# STATED TASK:
Repeat the listing below in full, exactly as it stands.

# RECORDS SUPPLIED:
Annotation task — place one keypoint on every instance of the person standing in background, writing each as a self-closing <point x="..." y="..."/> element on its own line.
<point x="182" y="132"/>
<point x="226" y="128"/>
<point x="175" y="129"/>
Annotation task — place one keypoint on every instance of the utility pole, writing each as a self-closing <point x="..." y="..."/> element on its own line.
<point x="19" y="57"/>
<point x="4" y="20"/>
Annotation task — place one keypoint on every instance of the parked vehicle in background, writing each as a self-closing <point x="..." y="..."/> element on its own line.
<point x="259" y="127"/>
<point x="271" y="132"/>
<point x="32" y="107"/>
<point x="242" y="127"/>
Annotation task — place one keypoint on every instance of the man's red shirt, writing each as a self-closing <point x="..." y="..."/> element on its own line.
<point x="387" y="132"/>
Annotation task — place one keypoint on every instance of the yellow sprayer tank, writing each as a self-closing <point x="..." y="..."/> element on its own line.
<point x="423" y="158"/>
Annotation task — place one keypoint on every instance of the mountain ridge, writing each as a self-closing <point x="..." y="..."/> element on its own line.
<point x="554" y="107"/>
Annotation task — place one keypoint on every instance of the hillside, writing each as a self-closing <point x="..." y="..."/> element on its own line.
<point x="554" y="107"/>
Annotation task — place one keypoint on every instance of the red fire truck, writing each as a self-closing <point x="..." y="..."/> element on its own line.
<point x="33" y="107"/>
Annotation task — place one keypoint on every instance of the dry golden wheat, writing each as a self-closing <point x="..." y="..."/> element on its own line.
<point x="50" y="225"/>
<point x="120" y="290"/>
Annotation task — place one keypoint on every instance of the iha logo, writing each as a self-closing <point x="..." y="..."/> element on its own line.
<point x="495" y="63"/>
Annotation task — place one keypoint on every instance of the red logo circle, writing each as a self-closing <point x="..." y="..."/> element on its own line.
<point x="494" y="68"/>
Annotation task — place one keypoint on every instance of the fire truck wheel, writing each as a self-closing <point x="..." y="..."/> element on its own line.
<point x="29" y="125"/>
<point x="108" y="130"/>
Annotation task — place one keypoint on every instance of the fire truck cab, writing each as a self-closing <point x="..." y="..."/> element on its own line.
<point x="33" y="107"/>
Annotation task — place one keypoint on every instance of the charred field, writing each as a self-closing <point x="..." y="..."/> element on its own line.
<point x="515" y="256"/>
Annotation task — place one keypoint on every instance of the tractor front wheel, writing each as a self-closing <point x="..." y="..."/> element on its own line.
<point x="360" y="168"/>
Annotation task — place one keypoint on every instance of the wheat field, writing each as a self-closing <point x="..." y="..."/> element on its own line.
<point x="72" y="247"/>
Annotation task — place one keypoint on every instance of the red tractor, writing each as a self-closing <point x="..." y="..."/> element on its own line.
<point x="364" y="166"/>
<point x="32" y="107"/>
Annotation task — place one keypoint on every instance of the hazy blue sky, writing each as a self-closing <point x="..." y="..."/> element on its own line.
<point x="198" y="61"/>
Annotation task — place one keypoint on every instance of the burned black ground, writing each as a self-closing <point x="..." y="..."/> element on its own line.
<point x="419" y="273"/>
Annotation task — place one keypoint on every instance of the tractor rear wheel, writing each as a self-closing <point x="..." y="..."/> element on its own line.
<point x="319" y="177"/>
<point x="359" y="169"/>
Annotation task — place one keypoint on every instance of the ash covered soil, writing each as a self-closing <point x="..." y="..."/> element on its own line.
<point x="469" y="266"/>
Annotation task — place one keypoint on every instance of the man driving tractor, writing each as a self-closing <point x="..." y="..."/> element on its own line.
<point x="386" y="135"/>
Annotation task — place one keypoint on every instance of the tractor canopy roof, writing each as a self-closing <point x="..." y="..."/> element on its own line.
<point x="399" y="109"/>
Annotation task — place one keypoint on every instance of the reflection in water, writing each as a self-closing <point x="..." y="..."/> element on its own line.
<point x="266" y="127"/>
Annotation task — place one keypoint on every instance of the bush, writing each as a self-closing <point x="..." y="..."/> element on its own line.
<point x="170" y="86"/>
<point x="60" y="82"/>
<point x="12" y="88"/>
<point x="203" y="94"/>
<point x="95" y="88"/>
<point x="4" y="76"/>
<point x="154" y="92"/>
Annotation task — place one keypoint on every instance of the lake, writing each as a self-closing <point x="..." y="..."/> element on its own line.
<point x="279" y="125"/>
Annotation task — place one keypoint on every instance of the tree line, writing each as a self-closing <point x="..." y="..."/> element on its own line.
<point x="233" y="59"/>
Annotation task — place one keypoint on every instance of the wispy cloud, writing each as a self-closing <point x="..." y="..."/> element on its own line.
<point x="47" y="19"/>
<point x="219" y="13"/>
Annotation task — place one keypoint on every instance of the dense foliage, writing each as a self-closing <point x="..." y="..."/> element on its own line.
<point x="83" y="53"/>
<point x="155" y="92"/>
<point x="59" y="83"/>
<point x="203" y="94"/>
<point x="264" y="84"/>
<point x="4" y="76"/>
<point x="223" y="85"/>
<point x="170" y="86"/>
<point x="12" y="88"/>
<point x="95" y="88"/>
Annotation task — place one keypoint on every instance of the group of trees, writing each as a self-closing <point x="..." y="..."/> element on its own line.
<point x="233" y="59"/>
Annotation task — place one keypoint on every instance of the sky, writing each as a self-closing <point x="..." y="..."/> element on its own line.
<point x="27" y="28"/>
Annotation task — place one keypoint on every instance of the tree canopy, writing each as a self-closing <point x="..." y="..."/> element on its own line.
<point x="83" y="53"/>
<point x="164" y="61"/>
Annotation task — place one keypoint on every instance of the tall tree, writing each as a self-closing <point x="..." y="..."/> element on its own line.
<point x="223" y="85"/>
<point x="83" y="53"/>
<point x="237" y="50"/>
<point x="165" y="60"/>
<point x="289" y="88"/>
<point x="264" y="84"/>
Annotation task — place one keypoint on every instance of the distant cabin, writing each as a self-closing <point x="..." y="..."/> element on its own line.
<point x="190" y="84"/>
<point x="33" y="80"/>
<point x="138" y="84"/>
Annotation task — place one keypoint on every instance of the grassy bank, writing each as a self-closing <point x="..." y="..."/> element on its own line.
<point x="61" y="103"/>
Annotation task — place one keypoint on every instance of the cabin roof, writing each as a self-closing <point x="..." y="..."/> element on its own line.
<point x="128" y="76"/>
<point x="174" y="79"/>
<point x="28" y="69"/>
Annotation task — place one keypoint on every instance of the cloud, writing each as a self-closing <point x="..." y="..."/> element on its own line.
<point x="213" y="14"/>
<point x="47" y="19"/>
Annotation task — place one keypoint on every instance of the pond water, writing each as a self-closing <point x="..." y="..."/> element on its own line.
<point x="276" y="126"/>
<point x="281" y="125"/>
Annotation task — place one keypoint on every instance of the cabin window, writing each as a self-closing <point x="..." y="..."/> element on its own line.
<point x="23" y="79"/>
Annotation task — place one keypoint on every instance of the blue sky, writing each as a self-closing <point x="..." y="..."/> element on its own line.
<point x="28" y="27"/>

# ANSWER BELOW:
Annotation task — place one keypoint on every instance of the person standing in background, writing each as a self-closing <point x="..." y="..."/> element on its own line.
<point x="182" y="132"/>
<point x="226" y="128"/>
<point x="175" y="129"/>
Annotation task — place one keypoint on every instance of the utility pole, writing each as a self-closing <point x="..." y="..."/> element on its own line.
<point x="19" y="57"/>
<point x="4" y="20"/>
Annotation task — place one keypoint on every instance of the parked vehicle in background, writing each as a self-closing <point x="..." y="..."/> element on its own line.
<point x="259" y="127"/>
<point x="271" y="132"/>
<point x="32" y="107"/>
<point x="242" y="127"/>
Annotation task — place one keypoint on every instance of the man's red shirt, writing each as a self-closing <point x="..." y="..."/> element on its own line.
<point x="387" y="132"/>
Annotation task — place one keypoint on every instance of the yellow sprayer tank, writing each as a self-closing <point x="..." y="..."/> element on its own line.
<point x="423" y="158"/>
Annotation task — place one keypoint on every instance of the mountain ridge, writing each as a self-closing <point x="..." y="..."/> element on its own line.
<point x="554" y="107"/>
Annotation task — place one keypoint on every instance of the hillside, writing each as a self-closing <point x="..." y="..."/> element on its own line.
<point x="554" y="107"/>
Annotation task — place one keypoint on every instance of the red fire truck, writing each as a self-closing <point x="..." y="..."/> element on its own line.
<point x="33" y="107"/>
Annotation task — place one keypoint on every instance of the dry golden wheat, writing each as a self-closing <point x="..." y="..."/> element on its own line.
<point x="50" y="225"/>
<point x="120" y="290"/>
Annotation task — place one keypoint on every instance of the iha logo, writing each as a self-closing <point x="..." y="..."/> element on its own line.
<point x="495" y="63"/>
Annotation task — place one keypoint on every instance of the red logo circle, writing each as a self-closing <point x="..." y="..."/> element on its own line.
<point x="494" y="68"/>
Annotation task — place one keypoint on every instance of the fire truck wheel, writing each as a self-closing <point x="..." y="..."/> element on its own line.
<point x="29" y="125"/>
<point x="108" y="130"/>
Annotation task — place one keypoint on every instance of the fire truck cab, writing each as a self-closing <point x="..." y="..."/> element on its own line.
<point x="33" y="107"/>
Annotation task — place one keypoint on every instance of the charred field, writing each as a self-closing <point x="..." y="..."/> element on its own line.
<point x="515" y="256"/>
Annotation task — place one keypoint on every instance of the tractor front wheel, writing each as a self-closing <point x="..." y="..."/> element on its own line.
<point x="360" y="168"/>
Annotation task — place one keypoint on every instance of the wheat field, writing each as a self-closing <point x="..." y="..."/> element on its own line.
<point x="72" y="247"/>
Annotation task — place one keypoint on every instance of the red tractor, writing each as a self-closing <point x="..." y="..."/> element on its own line.
<point x="364" y="166"/>
<point x="32" y="107"/>
Annotation task — place one keypoint on every instance of the hazy blue sky, writing each as a self-closing <point x="..." y="..."/> element on its own line.
<point x="198" y="61"/>
Annotation task — place one keypoint on every instance of the burned black ground, writing each as a self-closing <point x="..." y="..."/> element on its own line.
<point x="419" y="273"/>
Annotation task — place one keypoint on every instance of the tractor rear wheel, writing each as a self-closing <point x="..." y="..."/> element on its own line.
<point x="319" y="177"/>
<point x="359" y="169"/>
Annotation task — place one keypoint on every instance of the ash covered soil, writing each as a self-closing <point x="..." y="..."/> element on its own line.
<point x="469" y="266"/>
Annotation task — place one keypoint on every instance of the man driving tractor, writing each as a self-closing <point x="..." y="..."/> element on its own line.
<point x="386" y="135"/>
Annotation task — place one keypoint on every instance of the tractor canopy roof, writing each as a self-closing <point x="..." y="..."/> element on its own line.
<point x="399" y="109"/>
Annotation task — place one keypoint on every instance of the reflection in water, writing each as a self-closing <point x="..." y="..."/> element on its own line.
<point x="266" y="127"/>
Annotation task — place one keypoint on every instance of the bush, writing each as a self-closing <point x="..." y="..."/> element on its own line.
<point x="170" y="86"/>
<point x="60" y="82"/>
<point x="12" y="88"/>
<point x="203" y="94"/>
<point x="95" y="88"/>
<point x="4" y="76"/>
<point x="154" y="92"/>
Annotation task — place one keypoint on every instance of the lake, writing each as a self-closing <point x="..." y="..."/> element on its own line.
<point x="279" y="125"/>
Annotation task — place one keypoint on every instance of the tree line, writing each as a self-closing <point x="..." y="..."/> element on its own line.
<point x="233" y="59"/>
Annotation task — place one keypoint on every instance of the wispy cloud, writing each as a self-closing <point x="..." y="..."/> element on its own line.
<point x="47" y="19"/>
<point x="219" y="13"/>
Annotation task — place one keypoint on every instance of the dense foliage, writing each as a self-closing <point x="..." y="..."/> element on its own line.
<point x="83" y="53"/>
<point x="155" y="92"/>
<point x="59" y="83"/>
<point x="203" y="94"/>
<point x="264" y="84"/>
<point x="4" y="76"/>
<point x="223" y="85"/>
<point x="170" y="86"/>
<point x="12" y="88"/>
<point x="95" y="88"/>
Annotation task — place one keypoint on every instance of the group of trees, writing each as a self-closing <point x="..." y="..."/> element on its own line.
<point x="233" y="59"/>
Annotation task — place one keypoint on every instance of the sky, writing each as a self-closing <point x="..." y="..."/> element on its own line.
<point x="27" y="28"/>
Annotation task — place one keypoint on every instance of the tree canopy, writing each as a self-closing <point x="..." y="..."/> element on its own line.
<point x="83" y="53"/>
<point x="164" y="61"/>
Annotation task — place one keypoint on every instance of the tall tree, writing each as a self-closing <point x="..." y="..."/> element on its own line.
<point x="223" y="85"/>
<point x="83" y="53"/>
<point x="237" y="50"/>
<point x="165" y="60"/>
<point x="289" y="88"/>
<point x="264" y="84"/>
Annotation task — place one keypoint on every instance of the distant cabin, writing each as a self-closing <point x="..." y="..."/> element on its own line.
<point x="190" y="84"/>
<point x="33" y="80"/>
<point x="138" y="84"/>
Annotation task — place one keypoint on every instance of the grassy bank, writing each as a self-closing <point x="..." y="..."/> element on its own line.
<point x="61" y="103"/>
Annotation task — place one keypoint on every instance of the cabin roof, writing each as a self-closing <point x="..." y="..."/> element on its own line.
<point x="128" y="76"/>
<point x="174" y="79"/>
<point x="28" y="69"/>
Annotation task — place one keypoint on every instance of the cloud, writing each as a self-closing <point x="..." y="..."/> element on its own line.
<point x="213" y="14"/>
<point x="47" y="19"/>
Annotation task — place one keypoint on every instance of the pond water, writing each as a self-closing <point x="..." y="..."/> element on its own line.
<point x="276" y="126"/>
<point x="281" y="125"/>
Annotation task — place one keypoint on every instance of the cabin window, writing each as a self-closing <point x="..." y="..."/> element on its own line.
<point x="23" y="79"/>
Annotation task — place one keypoint on every instance of the blue sky, writing each as a self-closing <point x="..." y="..."/> element on its own line.
<point x="28" y="27"/>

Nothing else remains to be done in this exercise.